→ YOUR TASK: Where the records below reach the line containing "column 277, row 69", start transcribing, and end with the line containing "column 178, row 110", exactly and with nothing else added.

═══ MATERIAL SUPPLIED

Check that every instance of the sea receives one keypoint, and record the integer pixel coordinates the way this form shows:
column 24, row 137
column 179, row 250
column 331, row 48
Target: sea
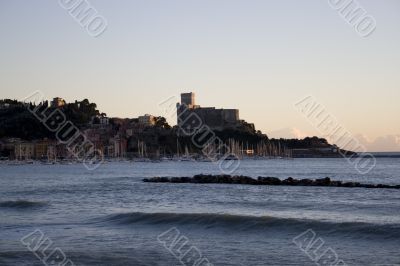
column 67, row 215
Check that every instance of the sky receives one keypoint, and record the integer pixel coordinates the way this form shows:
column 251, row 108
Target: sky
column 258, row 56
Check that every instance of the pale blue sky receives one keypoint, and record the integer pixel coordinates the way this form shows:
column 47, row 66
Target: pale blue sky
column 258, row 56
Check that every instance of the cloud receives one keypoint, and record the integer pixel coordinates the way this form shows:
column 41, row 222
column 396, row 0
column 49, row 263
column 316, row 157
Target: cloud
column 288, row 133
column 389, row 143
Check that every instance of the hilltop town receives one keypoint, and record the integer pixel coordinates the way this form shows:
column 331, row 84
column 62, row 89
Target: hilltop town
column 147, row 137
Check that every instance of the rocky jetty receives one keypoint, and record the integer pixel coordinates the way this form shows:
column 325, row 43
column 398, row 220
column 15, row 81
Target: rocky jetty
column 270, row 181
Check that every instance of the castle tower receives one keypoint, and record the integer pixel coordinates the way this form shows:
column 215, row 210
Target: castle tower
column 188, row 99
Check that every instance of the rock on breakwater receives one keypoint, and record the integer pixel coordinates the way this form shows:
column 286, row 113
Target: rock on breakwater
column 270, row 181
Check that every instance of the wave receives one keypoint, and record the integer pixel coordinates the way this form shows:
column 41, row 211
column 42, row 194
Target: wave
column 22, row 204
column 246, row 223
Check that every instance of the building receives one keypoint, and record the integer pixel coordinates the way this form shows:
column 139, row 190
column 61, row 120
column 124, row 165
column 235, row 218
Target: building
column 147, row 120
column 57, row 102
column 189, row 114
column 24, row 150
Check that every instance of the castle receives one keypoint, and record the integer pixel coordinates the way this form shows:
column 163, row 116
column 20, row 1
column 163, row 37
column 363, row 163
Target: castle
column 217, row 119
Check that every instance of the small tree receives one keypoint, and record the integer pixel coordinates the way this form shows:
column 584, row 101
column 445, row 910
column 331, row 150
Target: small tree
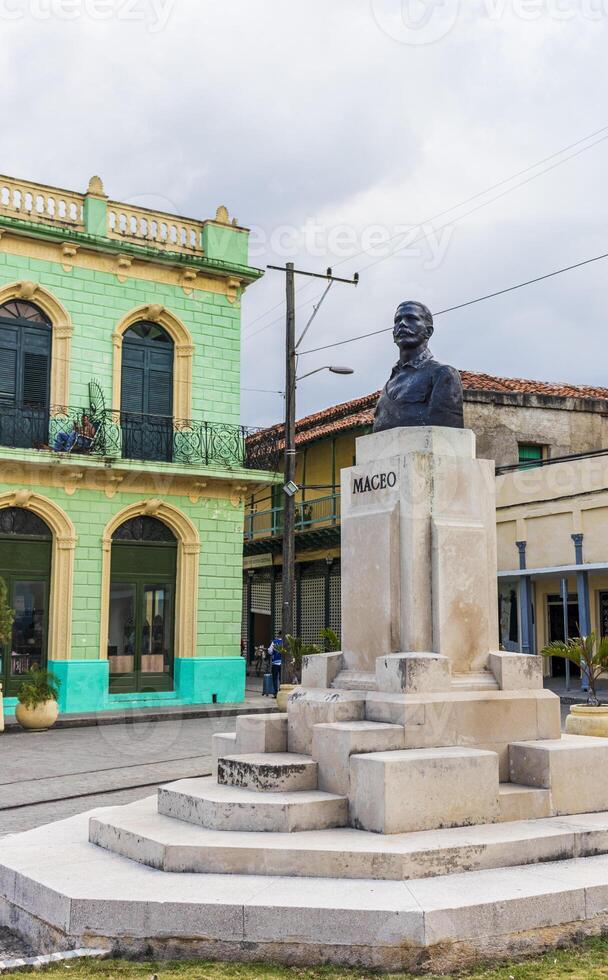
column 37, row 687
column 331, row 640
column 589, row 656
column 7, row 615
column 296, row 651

══════
═══ MATERIAL SUPPLIED

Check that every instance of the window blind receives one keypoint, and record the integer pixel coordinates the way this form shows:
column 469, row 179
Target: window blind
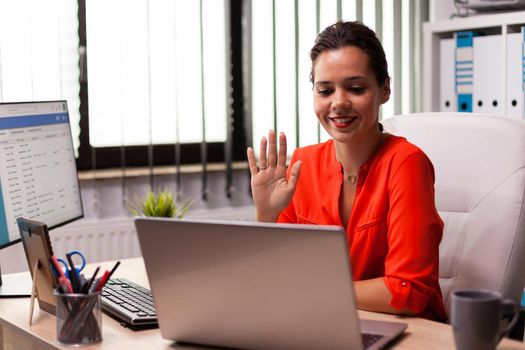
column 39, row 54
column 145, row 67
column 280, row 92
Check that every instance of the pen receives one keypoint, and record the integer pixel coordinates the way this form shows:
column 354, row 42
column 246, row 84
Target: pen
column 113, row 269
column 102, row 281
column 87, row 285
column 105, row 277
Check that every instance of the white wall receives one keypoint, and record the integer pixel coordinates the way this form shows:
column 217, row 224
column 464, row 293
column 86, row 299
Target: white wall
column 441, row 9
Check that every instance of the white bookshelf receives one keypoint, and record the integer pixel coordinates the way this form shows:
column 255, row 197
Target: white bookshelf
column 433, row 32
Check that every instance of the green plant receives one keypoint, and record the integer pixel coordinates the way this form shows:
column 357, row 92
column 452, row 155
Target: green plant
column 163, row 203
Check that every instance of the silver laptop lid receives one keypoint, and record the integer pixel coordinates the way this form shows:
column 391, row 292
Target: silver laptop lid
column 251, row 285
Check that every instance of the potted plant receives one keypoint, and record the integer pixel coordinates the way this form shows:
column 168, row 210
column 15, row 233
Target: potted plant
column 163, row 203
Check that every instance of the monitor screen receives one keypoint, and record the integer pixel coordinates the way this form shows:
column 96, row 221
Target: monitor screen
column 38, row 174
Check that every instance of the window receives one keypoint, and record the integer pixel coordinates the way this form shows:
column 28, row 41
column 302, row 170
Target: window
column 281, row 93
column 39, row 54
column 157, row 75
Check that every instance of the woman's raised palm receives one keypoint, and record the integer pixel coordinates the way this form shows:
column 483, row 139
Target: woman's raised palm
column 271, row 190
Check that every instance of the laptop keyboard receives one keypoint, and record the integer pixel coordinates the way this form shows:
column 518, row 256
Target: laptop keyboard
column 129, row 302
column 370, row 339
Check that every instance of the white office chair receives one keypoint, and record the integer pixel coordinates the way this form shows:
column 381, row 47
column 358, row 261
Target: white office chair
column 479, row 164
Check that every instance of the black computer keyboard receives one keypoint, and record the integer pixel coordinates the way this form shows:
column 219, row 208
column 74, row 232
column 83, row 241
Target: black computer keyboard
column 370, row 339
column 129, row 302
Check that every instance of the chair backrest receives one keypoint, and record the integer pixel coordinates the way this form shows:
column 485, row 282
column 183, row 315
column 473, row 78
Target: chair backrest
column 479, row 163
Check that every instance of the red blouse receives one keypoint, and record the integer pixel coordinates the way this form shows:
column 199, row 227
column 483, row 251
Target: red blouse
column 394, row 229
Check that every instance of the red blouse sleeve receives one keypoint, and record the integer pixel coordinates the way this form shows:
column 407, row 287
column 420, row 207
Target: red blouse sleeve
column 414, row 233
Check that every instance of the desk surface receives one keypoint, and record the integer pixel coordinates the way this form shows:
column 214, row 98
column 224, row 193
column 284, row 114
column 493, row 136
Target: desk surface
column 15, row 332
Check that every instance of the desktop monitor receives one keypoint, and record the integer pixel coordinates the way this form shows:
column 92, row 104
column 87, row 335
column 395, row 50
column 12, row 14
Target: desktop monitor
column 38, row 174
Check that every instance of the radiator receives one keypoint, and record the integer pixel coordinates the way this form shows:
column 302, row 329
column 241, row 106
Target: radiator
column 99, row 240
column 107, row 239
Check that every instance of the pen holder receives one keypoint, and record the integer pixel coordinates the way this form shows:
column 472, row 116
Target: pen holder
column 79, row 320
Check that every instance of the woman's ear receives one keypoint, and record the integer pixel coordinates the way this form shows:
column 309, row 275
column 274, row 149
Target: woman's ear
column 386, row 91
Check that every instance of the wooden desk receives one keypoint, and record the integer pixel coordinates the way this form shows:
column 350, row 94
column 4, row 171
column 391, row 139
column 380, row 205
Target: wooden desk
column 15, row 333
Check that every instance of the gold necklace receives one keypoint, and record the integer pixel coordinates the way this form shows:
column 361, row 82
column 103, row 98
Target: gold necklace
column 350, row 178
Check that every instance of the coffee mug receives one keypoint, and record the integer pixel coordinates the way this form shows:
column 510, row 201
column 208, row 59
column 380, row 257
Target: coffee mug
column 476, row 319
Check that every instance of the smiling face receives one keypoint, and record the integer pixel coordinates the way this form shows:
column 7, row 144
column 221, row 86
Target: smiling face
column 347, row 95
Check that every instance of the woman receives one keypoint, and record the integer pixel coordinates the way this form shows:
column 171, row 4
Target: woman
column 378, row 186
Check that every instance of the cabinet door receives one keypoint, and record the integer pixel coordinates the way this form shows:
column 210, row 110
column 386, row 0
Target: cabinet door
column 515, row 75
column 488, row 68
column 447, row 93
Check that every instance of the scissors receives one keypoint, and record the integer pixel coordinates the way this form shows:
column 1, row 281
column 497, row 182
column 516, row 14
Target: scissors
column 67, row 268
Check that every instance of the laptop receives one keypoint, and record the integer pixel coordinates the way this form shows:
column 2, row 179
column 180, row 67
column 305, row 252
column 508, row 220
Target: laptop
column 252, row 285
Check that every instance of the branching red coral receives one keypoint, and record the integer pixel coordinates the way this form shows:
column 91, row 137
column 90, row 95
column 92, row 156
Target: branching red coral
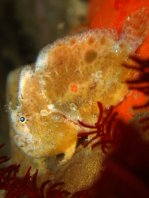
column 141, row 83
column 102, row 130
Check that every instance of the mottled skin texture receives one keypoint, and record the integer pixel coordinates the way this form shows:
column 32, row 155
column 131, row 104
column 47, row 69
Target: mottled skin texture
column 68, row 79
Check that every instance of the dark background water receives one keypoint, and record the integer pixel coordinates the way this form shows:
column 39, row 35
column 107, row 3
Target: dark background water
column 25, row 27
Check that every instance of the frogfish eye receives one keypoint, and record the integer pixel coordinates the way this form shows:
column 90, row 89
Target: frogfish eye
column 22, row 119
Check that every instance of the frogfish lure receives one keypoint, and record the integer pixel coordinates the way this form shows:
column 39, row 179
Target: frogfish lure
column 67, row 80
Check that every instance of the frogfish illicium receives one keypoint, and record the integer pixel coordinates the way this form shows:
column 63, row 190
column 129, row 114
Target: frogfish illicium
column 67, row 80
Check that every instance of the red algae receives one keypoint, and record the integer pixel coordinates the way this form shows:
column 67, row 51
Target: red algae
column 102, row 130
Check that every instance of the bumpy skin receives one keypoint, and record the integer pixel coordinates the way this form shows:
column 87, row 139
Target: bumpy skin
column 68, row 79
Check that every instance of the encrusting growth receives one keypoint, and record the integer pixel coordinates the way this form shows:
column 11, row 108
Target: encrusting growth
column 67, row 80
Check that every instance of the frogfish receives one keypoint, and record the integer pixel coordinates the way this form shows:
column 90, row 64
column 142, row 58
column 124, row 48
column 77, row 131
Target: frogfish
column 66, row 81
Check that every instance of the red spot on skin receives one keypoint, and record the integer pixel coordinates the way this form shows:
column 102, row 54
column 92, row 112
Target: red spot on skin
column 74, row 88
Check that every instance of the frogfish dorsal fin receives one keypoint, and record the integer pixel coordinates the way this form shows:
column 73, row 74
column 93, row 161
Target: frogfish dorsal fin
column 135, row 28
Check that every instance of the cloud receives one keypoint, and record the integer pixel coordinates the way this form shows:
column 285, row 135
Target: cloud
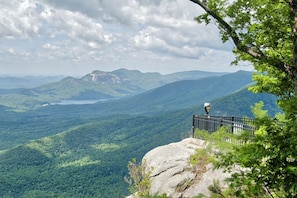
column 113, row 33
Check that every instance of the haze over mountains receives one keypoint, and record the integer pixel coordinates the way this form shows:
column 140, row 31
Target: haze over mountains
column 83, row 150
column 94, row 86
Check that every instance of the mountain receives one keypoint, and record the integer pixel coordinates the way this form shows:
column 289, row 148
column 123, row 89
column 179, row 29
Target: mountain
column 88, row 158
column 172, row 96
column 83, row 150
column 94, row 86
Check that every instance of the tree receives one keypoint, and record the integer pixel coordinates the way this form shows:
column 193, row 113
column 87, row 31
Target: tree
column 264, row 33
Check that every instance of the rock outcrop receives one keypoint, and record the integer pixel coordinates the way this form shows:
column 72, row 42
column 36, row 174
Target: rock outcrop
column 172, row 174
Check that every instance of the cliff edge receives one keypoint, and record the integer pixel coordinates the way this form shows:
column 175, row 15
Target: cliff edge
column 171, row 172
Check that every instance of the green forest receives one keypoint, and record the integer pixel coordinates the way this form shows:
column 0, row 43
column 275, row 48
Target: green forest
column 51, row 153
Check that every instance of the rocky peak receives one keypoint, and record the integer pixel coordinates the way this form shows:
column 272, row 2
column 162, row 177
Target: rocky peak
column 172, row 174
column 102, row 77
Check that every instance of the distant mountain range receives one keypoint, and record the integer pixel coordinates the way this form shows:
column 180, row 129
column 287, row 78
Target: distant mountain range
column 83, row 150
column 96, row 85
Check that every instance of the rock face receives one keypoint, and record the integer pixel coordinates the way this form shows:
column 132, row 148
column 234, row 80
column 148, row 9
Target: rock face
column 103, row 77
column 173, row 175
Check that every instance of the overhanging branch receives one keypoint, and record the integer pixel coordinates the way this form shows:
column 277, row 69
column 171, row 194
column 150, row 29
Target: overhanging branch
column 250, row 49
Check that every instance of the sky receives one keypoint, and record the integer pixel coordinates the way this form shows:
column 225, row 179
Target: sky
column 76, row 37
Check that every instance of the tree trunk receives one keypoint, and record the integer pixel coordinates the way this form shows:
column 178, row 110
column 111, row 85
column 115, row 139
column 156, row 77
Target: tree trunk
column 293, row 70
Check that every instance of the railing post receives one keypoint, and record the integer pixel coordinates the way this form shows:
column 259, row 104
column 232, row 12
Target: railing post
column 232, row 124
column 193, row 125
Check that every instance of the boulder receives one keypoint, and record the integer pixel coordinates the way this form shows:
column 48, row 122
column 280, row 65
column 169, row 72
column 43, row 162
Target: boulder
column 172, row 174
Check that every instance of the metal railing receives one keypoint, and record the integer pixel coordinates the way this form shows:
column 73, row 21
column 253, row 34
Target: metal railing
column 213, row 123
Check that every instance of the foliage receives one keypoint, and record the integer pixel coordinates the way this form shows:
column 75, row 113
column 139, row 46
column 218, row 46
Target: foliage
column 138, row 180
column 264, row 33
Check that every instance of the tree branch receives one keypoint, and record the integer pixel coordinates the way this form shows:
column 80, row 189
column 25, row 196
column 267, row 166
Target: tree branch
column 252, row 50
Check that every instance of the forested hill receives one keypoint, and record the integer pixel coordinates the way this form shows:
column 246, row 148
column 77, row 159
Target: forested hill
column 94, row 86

══════
═══ MATERIAL SUPPLIED

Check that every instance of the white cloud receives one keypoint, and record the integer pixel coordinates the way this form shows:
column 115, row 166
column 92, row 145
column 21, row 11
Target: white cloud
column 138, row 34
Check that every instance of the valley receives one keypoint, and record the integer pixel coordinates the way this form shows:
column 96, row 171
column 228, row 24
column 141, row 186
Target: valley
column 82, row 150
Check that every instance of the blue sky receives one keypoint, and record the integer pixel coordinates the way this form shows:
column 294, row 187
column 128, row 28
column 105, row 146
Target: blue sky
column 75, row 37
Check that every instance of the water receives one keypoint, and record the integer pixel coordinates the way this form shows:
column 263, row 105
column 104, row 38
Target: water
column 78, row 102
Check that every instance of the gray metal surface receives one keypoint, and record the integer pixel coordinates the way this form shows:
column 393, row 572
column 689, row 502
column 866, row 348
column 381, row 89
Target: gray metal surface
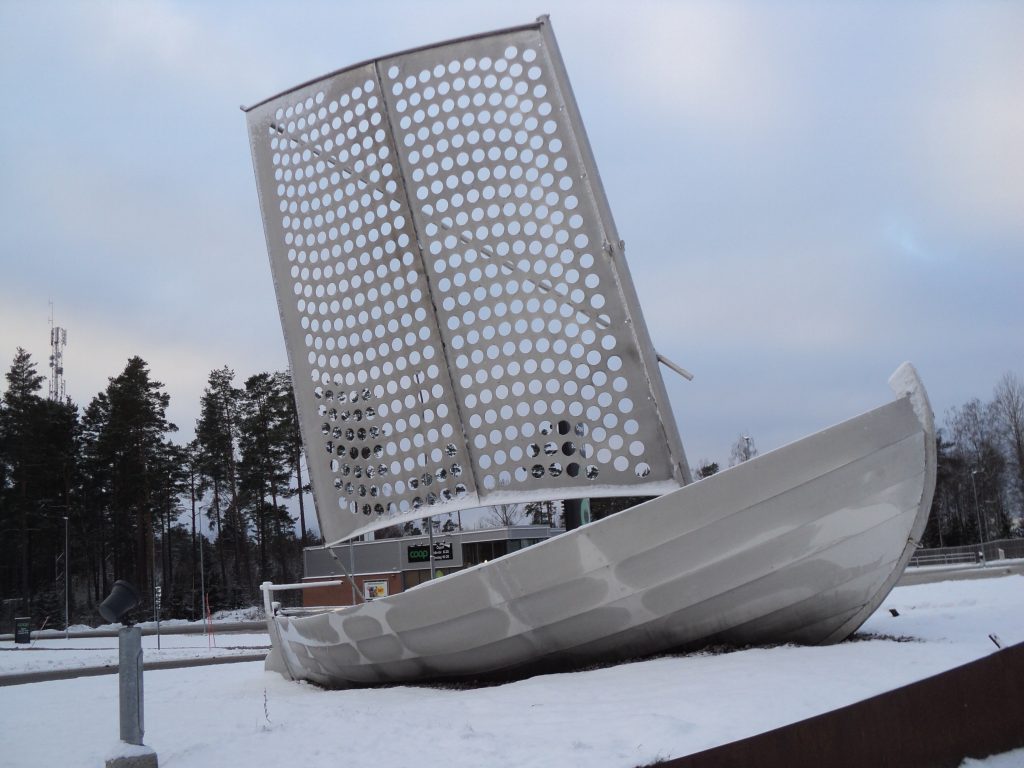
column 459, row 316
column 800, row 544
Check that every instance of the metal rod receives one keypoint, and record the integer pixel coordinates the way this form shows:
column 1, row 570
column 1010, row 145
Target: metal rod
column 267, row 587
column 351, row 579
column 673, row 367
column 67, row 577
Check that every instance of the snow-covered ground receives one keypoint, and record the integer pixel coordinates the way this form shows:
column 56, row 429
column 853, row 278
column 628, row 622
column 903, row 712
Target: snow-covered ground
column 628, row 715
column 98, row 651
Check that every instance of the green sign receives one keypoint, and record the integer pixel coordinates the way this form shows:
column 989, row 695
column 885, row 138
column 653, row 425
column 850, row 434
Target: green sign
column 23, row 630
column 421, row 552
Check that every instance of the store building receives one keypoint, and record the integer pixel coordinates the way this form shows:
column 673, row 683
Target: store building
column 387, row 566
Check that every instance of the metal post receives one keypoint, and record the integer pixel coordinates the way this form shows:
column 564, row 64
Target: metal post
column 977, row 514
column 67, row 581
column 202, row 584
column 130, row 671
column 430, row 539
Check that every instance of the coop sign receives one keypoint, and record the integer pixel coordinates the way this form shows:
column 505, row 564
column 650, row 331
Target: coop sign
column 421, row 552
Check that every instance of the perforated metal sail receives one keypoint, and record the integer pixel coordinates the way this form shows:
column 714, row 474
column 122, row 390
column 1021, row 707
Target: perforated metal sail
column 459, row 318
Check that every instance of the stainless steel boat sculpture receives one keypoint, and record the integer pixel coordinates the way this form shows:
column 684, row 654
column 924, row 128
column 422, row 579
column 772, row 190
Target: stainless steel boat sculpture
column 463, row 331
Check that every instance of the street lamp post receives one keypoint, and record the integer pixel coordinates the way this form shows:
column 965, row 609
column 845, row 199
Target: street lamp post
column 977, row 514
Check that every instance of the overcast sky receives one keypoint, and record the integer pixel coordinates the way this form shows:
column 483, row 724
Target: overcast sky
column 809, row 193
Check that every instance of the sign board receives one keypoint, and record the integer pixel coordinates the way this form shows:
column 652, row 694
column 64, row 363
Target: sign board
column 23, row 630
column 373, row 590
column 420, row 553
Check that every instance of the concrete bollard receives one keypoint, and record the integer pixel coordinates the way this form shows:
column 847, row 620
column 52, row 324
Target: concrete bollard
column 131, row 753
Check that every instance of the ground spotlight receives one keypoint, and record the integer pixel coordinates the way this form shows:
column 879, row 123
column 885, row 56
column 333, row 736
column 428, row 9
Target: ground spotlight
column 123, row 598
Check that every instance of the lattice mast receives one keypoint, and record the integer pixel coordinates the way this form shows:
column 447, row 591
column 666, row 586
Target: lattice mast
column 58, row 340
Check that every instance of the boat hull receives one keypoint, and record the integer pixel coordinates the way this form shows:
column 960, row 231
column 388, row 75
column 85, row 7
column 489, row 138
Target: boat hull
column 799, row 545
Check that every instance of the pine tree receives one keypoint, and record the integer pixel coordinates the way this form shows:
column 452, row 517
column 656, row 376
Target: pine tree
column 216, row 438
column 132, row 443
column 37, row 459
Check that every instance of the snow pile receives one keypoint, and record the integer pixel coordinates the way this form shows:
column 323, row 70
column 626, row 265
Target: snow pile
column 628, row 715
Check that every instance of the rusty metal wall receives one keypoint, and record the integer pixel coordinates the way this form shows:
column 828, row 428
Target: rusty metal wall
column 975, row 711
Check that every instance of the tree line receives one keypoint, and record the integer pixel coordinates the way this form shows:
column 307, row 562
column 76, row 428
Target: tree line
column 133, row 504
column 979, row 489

══════

→ RESULT FOR THIS EXERCISE:
column 277, row 69
column 171, row 194
column 150, row 29
Target: overhanging branch
column 250, row 49
Check that every instance of the sky receives one keypoint, and record the integer pixel coordinates the way this form shows:
column 225, row 179
Target: sky
column 76, row 37
Check that every instance of the tree trunk receives one keypoint, and record the integer pixel coordinates the way this form shows:
column 178, row 110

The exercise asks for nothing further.